** Extrait du document **

----------

Toutefois, aucun élément du dossier ne permet de retenir que l'état de santé de Monsieur [B] soit à l'origine de son licenciement, l'employeur lui reprochant de ne pas s'être expliqué sur les motifs des téléchargements qui lui étaient reprochés, notamment à l'occasion de l'entretien préalable, mais également à toute autre occasion.

La demande de nullité du licenciement sera donc rejetée.

- Sur le bien fondé du licenciement

En vertu des dispositions de l'article L 1232-1 du Code du travail, tout licenciement motivé dans les conditions prévues par ce code doit être justifié par une cause réelle et sérieuse.

La faute grave est celle qui résulte d'un fait ou d'un ensemble de faits imputables au salarié, qui constituent une violation des obligations résultant du contrat de travail ou des relations de travail d'une importance telle qu'elle rend impossible le maintien du salarié dans l'entreprise, même pendant la durée du préavis ; l'employeur qui invoque la faute grave pour licencier doit en rapporter la preuve.

En vertu des dispositions de l'article L 1232-6 du Code du travail, la lettre de licenciement, notifiée par lettre recommandée avec avis de réception, comporte l'énoncé du ou des motifs invoqués par l'employeur ; la motivation de cette lettre fixe les limites du litige.

En l'espèce, la lettre de licenciement est motivée de la manière suivante :

'Nous vous avions convoqué à un entretien préalable à un éventuel licenciement pour le 3 février dernier, consécutivement aux faits que nous vous avions découverts et qui avaient justifié de votre mise à pied à titre conservatoire.

----------

** Travail à faire **
1. Résumez en deux phrases l'extrait du document ci-dessus.
2. Indiquez si les affirmations (a), (b) et (c) concordent avec l'extrait du document ci-dessus, en répondant par oui ou par non et en citant les mots du texte qui tranchent.
(a) La lettre de licenciement est notifiée par lettre recommandée avec avis de réception.
(b) Il revient au salarié de prouver qu'il n'a pas commis de faute grave.
(c) L'entretien préalable avait été fixé au 3 février.

----------

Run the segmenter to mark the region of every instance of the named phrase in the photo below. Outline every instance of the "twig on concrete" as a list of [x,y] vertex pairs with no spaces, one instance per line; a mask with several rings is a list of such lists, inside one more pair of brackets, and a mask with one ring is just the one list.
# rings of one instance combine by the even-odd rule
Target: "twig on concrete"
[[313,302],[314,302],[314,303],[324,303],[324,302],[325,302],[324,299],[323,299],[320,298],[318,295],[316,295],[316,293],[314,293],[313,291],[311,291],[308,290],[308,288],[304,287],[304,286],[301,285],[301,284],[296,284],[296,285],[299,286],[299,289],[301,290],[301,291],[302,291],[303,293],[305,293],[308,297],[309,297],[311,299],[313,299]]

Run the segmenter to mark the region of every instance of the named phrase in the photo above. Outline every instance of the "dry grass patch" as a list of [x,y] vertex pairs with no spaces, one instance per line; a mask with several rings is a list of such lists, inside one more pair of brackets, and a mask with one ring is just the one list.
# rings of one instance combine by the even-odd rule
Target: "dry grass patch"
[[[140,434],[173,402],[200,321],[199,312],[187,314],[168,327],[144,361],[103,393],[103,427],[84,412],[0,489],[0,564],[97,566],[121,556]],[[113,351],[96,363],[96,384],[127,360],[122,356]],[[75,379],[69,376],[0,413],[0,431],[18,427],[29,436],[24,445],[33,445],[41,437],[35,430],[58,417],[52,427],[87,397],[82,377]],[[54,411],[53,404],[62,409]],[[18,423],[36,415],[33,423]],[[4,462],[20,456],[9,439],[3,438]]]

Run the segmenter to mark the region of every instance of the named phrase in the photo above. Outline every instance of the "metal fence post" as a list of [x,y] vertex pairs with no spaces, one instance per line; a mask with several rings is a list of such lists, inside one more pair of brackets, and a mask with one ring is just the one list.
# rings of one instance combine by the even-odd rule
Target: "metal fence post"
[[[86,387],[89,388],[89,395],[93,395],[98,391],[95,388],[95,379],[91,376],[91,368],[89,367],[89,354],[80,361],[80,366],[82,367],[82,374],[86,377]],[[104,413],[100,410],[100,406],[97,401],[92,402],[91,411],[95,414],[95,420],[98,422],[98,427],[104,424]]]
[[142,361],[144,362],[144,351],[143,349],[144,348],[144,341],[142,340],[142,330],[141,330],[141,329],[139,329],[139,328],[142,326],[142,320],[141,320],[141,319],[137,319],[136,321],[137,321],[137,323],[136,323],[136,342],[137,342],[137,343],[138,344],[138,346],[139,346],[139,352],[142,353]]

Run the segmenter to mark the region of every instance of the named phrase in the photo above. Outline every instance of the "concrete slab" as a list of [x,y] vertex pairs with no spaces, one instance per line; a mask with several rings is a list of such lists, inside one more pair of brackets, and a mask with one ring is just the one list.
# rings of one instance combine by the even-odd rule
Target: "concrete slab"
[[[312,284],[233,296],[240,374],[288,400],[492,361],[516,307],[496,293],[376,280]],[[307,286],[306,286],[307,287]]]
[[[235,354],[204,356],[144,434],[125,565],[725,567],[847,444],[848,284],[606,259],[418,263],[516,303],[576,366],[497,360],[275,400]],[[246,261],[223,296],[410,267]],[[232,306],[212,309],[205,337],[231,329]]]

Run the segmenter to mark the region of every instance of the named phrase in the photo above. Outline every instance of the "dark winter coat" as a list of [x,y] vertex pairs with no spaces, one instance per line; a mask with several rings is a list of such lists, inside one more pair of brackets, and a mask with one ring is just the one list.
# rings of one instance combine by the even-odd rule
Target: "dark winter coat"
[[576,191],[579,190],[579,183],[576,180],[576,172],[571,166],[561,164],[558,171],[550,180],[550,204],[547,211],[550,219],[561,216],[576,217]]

----------

** Réponses **
1. Aucun élément ne permettant de rattacher le licenciement de Monsieur [B] à son état de santé, sa demande de nullité du licenciement est rejetée. Tout licenciement doit reposer sur une cause réelle et sérieuse, l'employeur qui invoque la faute grave doit en rapporter la preuve et la motivation de la lettre de licenciement fixe les limites du litige.

2.
(a) Oui : « la lettre de licenciement, notifiée par lettre recommandée avec avis de réception »
(b) Non : « l'employeur qui invoque la faute grave pour licencier doit en rapporter la preuve »
(c) Oui : « Nous vous avions convoqué à un entretien préalable à un éventuel licenciement pour le 3 février dernier »